# Saved entries

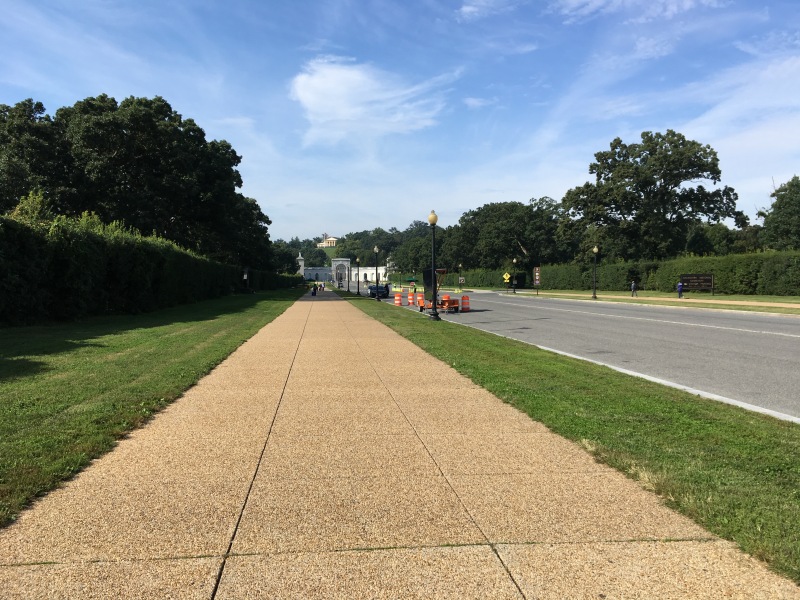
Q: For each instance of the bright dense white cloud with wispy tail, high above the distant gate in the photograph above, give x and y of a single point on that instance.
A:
(346, 100)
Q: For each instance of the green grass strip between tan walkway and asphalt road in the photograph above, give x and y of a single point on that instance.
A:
(735, 472)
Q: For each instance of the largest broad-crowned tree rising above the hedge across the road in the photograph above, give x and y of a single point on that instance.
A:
(648, 196)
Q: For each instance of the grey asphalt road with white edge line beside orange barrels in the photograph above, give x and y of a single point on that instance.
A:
(747, 358)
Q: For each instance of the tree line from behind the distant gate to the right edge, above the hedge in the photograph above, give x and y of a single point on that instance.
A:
(641, 206)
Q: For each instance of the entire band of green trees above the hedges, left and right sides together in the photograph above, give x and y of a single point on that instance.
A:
(140, 163)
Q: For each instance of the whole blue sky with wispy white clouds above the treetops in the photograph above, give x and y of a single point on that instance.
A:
(356, 114)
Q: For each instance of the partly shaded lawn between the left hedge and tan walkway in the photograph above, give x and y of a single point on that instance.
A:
(68, 391)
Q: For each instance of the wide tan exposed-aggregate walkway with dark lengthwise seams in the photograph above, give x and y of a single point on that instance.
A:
(330, 458)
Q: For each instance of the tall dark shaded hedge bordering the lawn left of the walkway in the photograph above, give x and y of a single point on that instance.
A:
(72, 268)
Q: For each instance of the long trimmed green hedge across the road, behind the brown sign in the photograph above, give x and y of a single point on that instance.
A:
(763, 273)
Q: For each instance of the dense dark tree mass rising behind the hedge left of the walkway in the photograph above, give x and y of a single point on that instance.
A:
(138, 162)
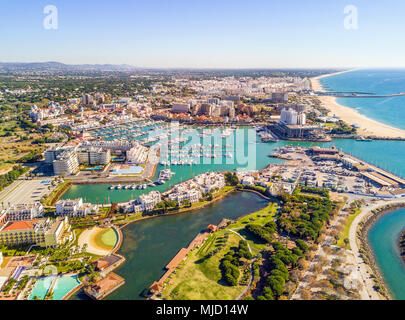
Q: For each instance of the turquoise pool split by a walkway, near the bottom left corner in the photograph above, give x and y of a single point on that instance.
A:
(63, 285)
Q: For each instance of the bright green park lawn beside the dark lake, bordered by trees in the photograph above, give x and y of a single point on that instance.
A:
(199, 277)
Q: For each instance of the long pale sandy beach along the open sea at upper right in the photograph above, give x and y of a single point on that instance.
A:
(368, 127)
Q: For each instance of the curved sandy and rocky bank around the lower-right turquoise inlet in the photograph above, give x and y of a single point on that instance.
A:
(361, 248)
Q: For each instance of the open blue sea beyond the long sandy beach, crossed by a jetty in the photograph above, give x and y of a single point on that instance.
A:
(390, 111)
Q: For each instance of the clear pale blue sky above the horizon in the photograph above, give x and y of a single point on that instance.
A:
(206, 33)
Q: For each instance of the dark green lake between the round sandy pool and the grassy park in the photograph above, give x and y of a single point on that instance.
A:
(150, 245)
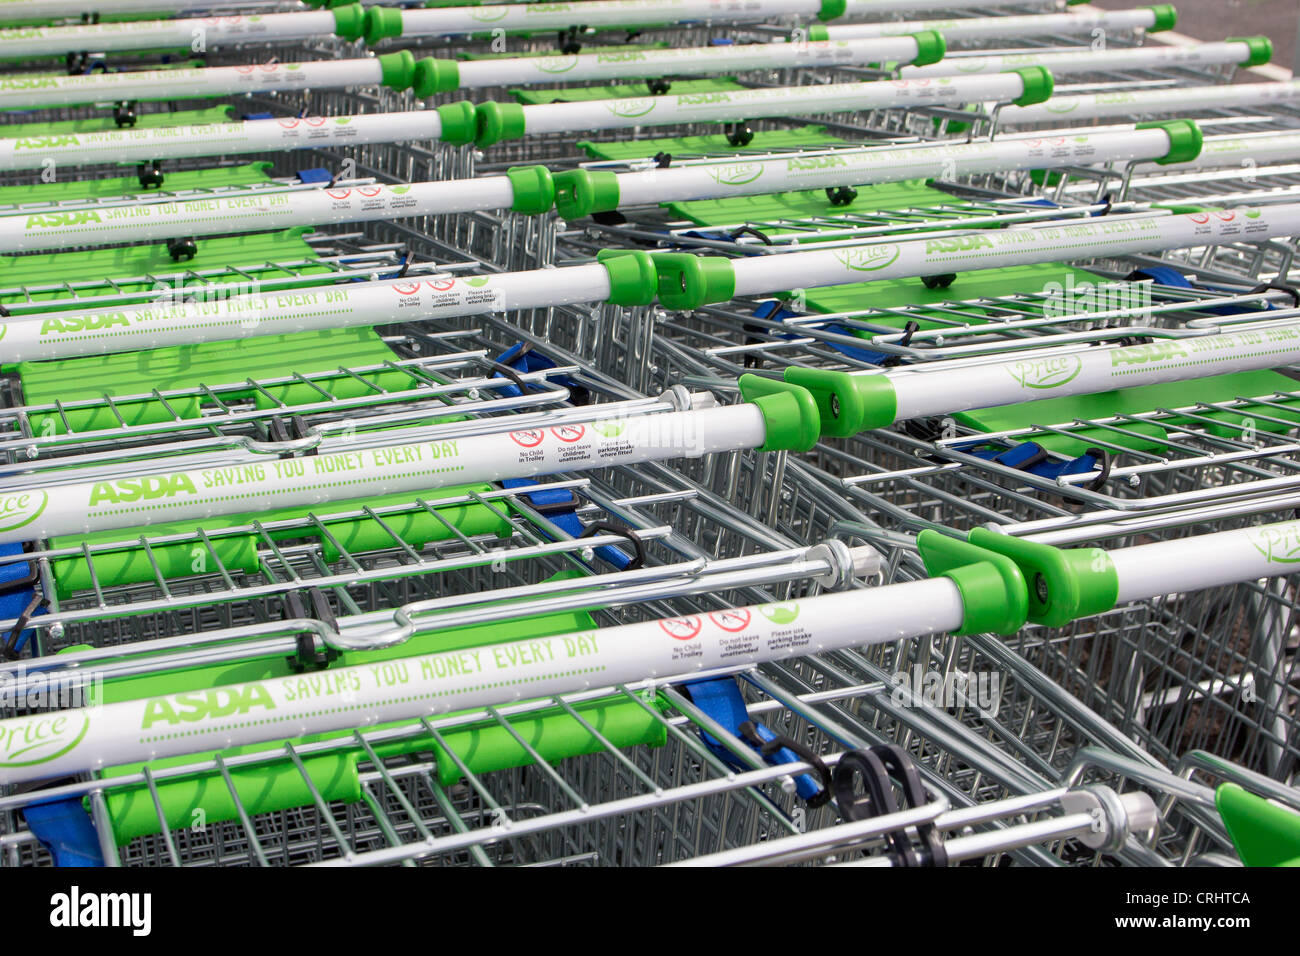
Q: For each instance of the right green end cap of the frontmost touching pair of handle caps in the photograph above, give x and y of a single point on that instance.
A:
(1064, 585)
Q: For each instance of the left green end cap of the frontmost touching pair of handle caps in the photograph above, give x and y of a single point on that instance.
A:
(993, 587)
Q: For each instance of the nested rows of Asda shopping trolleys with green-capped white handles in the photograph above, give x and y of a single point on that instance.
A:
(636, 432)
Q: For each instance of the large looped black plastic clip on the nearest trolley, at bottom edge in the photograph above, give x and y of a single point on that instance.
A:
(881, 768)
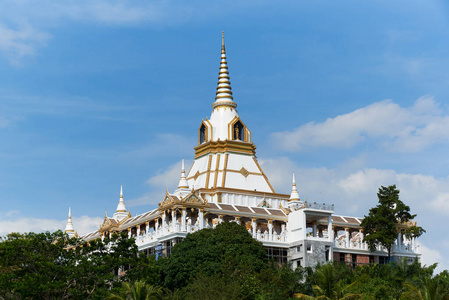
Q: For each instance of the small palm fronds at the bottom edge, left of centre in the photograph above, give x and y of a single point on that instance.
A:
(138, 290)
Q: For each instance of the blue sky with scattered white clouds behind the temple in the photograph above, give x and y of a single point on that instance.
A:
(349, 95)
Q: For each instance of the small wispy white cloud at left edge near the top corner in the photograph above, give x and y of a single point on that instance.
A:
(16, 44)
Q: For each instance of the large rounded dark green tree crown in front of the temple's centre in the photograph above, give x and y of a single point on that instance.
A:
(228, 249)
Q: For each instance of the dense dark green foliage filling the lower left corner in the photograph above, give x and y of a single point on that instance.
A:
(50, 265)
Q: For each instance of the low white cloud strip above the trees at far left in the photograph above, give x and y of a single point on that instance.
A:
(12, 221)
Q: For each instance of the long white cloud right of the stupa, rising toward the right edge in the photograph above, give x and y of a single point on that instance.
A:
(397, 128)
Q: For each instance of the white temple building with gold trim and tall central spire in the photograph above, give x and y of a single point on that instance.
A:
(226, 184)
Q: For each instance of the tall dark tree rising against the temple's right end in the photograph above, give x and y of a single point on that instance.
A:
(381, 223)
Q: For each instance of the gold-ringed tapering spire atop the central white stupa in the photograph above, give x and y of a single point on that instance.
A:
(224, 94)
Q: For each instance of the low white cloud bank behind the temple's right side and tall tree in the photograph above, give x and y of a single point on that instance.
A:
(354, 192)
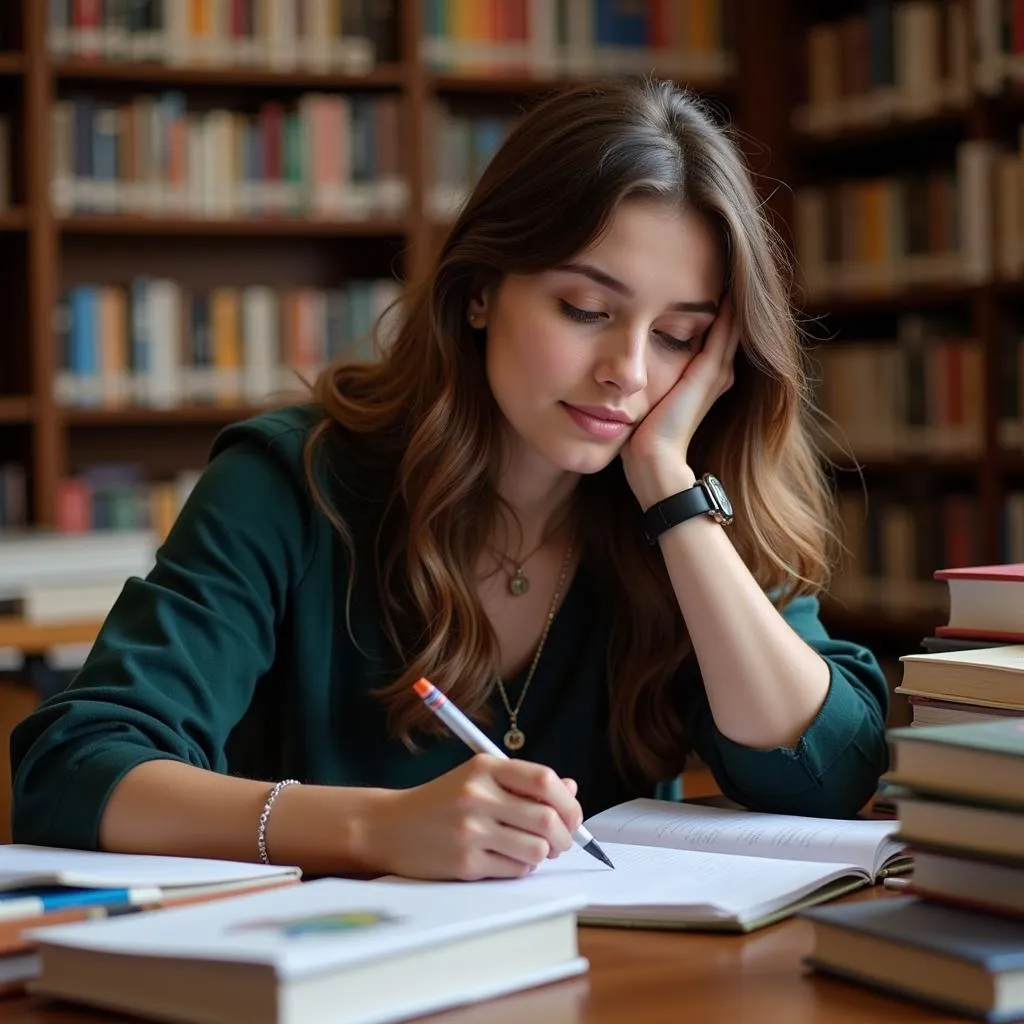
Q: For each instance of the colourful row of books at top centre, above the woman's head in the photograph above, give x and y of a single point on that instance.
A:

# Description of the task
Write the data above out exactly. Leave out any pictures.

# Answer area
Q: For each instance of the bright dense white cloud with wispy tail, high above the distant gate in the photograph above, give x and y of a single point on that instance.
A:
(346, 100)
Q: For each instance of the green grass strip between tan walkway and asphalt road in the photograph above, give x and y of a single point on that instance.
A:
(735, 472)
Q: For each instance of the largest broad-crowned tree rising above the hedge across the road in the photograph above, give x and y of a single point on that instance.
A:
(648, 196)
Q: For each instance of the grey asphalt road with white edge line beside orange barrels in the photograph above, give x and y of a single point on that instance.
A:
(747, 358)
Q: For each instance of the tree line from behind the distant gate to the right edge, above the hedge in the photograph above, give x and y of a single point on that instance.
A:
(641, 206)
Q: For each instance of the entire band of green trees above the hedges, left and right sides together in the photograph above, give x and y of a single point on that instance.
A:
(140, 163)
Q: For each instance of the whole blue sky with wispy white clouds above the treetops in the photograph above, give x and y of a single point on that instance.
A:
(356, 114)
Q: For each instance of the partly shaded lawn between the left hedge and tan walkway in the photograph above, give x and y of a single point on that instance.
A:
(68, 391)
Q: For each instance of the wide tan exposed-aggregate walkway with dark lengthwise seams in the photograph above, give x and y of a single point on that instance.
A:
(330, 458)
Q: For each instance of the tall dark shaded hedge bordering the lawn left of the walkway in the photograph above, give x and y of a single point on that instance.
A:
(72, 268)
Q: For each instance of the long trimmed green hedge across the road, behind the brown sign in the photograph above, give x and y of a single point on that instance.
A:
(763, 273)
Q: For each instance of the dense dark tree mass rising behind the hedge left of the walkway in the photograph above, give x and y of a single point on that instance.
A:
(138, 162)
Q: For each instance of the turquoise pool split by a walkway, near the bottom left corner in the photograph above, give x and y of a single point on that instance.
A:
(63, 285)
Q: For each instance of the bright green park lawn beside the dark lake, bordered by trees in the photograph above, give x and y of a single point on that instance.
A:
(199, 277)
Q: For each instance of the long pale sandy beach along the open sea at upper right in the photograph above, give x and y of a single point on that instance.
A:
(368, 127)
Q: For each instance of the curved sandy and rocky bank around the lower-right turquoise inlet in the photograph above, give x and y of a single point on that instance.
A:
(361, 248)
Q: For each instance of the open blue sea beyond the long sandy beach, crossed by a jetty in the photograph above, give x and y of a single point on that instance.
A:
(390, 111)
Q: For each instance of the clear pale blue sky above the horizon in the photograph above, give x and y of a single point on that instance.
A:
(206, 33)
Q: For each instance of the dark green lake between the round sandy pool and the grassy park in the photograph above, give x and y of a single point on that instance.
A:
(150, 245)
Q: For each instance of the right green end cap of the frontmost touching pair of handle caps in the photograph above, give x and y of a single point on that instance.
A:
(1064, 585)
Q: For each instance of the left green end cap of the frontmost touching pair of handle caps in the photograph above, give x and y of a single point on that instance.
A:
(993, 587)
Q: For each instance of the nested rows of Asda shopping trolleys with green-capped white handles in the photograph above, give x and y of a single point on that instance.
A:
(636, 432)
Q: For each instance of the large looped black plastic clip on the nearest trolley, at bottom edge in the photograph above, give x and y of a single point on that instance.
A:
(881, 768)
Q: For each instance of the small palm fronds at the bottom edge, left of centre in the photograph above, give x and y of a single point on that instance.
A:
(138, 290)
Q: For each instance of the blue sky with scattered white clouds behind the temple in the photograph above, give x and y of a single point on that instance.
A:
(349, 95)
Q: For each instance of the small wispy white cloud at left edge near the top corner in the photograph above, give x and y of a single point on that instance.
A:
(16, 44)
Q: For each instance of the large rounded dark green tree crown in front of the temple's centre in the photograph above, give x and y of a single point on that instance.
A:
(228, 249)
Q: For each instance of the dense dark green foliage filling the lower left corner in the photograph above, give x and y of a single point on that instance.
A:
(50, 265)
Q: For each instance of the low white cloud strip above the trees at far left in the photograph above, give x and y of a single point on that instance.
A:
(12, 221)
Q: For each instance of the long white cloud right of the stupa, rising toward the right edge in the photograph above, give x and y of a single point on that instance.
A:
(397, 128)
Q: For each instance of the white temple building with gold trim and tall central spire in the photograph above, give x and y of a single point on that instance.
A:
(226, 184)
Q: For each instance of the tall dark tree rising against the temple's right end in the photograph above, give x and y of a single point on that instance.
A:
(381, 223)
Q: For each instance of the gold-ringed tapering spire atop the central white stupa in the photograph above, give x and y of a single point on that instance.
A:
(224, 94)
Q: For each instance of the low white cloud bank behind the temple's right side and tall tree in the photograph above, give x and y of a single point on that instance.
A:
(354, 192)
Q: For each instance of the colourful row of books at top centre, above the woman's head in the photograph above, give x and y of a single point on that instance.
A:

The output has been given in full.